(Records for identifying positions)

........

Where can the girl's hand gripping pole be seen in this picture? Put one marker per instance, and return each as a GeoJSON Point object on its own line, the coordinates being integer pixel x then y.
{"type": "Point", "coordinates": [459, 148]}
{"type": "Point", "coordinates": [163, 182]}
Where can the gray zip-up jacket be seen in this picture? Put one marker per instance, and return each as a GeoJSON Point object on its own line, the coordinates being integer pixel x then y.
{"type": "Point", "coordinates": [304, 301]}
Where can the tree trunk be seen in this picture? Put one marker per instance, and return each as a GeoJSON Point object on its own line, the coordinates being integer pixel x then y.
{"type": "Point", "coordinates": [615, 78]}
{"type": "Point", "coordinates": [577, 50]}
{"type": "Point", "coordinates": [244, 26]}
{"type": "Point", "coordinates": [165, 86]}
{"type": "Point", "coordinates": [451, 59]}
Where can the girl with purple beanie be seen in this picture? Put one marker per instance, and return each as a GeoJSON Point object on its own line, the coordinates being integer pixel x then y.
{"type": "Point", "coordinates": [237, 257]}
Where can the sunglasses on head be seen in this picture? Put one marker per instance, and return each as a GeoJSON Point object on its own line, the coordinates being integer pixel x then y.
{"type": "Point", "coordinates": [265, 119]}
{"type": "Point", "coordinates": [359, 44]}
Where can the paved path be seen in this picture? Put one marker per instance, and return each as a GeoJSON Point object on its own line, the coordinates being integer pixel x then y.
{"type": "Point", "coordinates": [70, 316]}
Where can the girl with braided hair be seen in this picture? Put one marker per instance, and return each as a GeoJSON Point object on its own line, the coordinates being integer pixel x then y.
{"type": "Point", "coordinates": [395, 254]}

........

**Task description:** Copy the records above without alteration, from the line containing "Where can the tree" through the end of the records, including both of those lines.

**Result of this task:**
Where can the tree trunk be seen in this picture? Put one marker per instance, and return each as a GeoJSON Point object on its own line, the coordinates being integer pixel x then y.
{"type": "Point", "coordinates": [615, 78]}
{"type": "Point", "coordinates": [577, 50]}
{"type": "Point", "coordinates": [244, 26]}
{"type": "Point", "coordinates": [165, 86]}
{"type": "Point", "coordinates": [451, 59]}
Where can the girl with purple beanie be seen in this picture? Put one marker per instance, and return each as a GeoJSON Point object on its own line, the coordinates being integer pixel x then y.
{"type": "Point", "coordinates": [237, 257]}
Where can the sunglasses on head be seen in this picture? Put one marker per instance, and return each as a GeoJSON Point object on its own line, the coordinates being integer pixel x then y.
{"type": "Point", "coordinates": [265, 119]}
{"type": "Point", "coordinates": [359, 44]}
Where can the paved path be seen in this picture? Put one marker per instance, and return each as a GeoJSON Point object on its own line, the coordinates being integer pixel x then y.
{"type": "Point", "coordinates": [70, 316]}
Where can the girl with braided hair be seen in this picture? Put one marker per instance, and return each as a GeoJSON Point object on its own line, the coordinates being integer pixel x then y.
{"type": "Point", "coordinates": [395, 254]}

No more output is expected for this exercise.